**Data provided**

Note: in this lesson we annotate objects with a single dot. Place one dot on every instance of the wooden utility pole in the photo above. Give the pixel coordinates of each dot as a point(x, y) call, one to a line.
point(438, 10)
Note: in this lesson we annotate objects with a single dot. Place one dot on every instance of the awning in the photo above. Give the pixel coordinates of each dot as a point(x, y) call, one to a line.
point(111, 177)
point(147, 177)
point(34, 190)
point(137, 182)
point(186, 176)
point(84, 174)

==

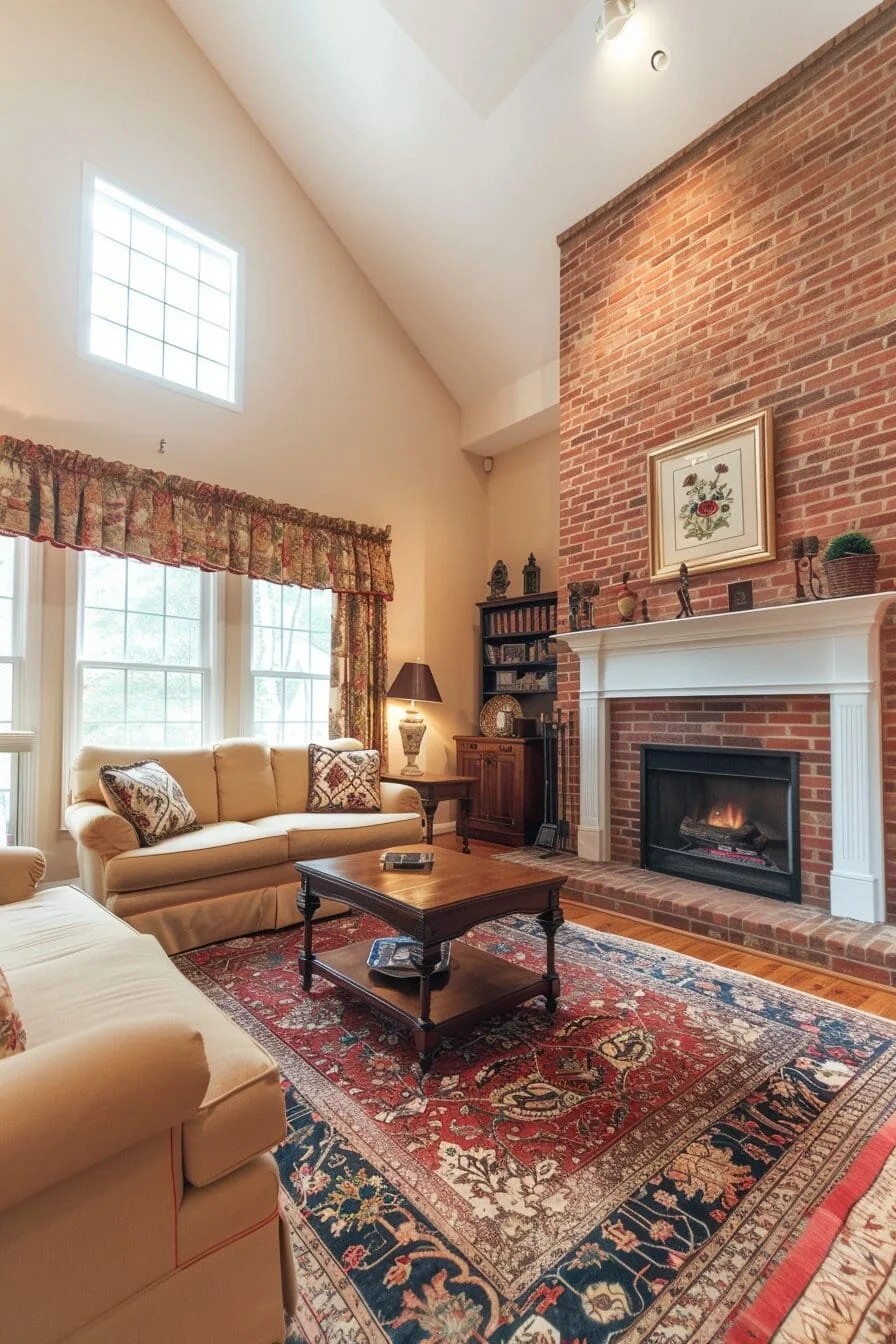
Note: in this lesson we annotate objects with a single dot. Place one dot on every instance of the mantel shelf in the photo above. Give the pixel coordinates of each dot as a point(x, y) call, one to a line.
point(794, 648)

**Objective**
Output these records as a two-column CSV with the headers instruction and output, one row per record, with each field in quotation marks and any line breaks replaced by spaces. Begin at the line that has "of the wooden" and stop after the line that has "point(438, 10)".

**Reply**
instruction,output
"Note: in this lesson we annotate objects with a single dot. Place one dot on every instance of the wooden utility pole in the photo above. Give the pixel coordinates of each dot as a point(x, y) call, one to a line.","point(438, 10)"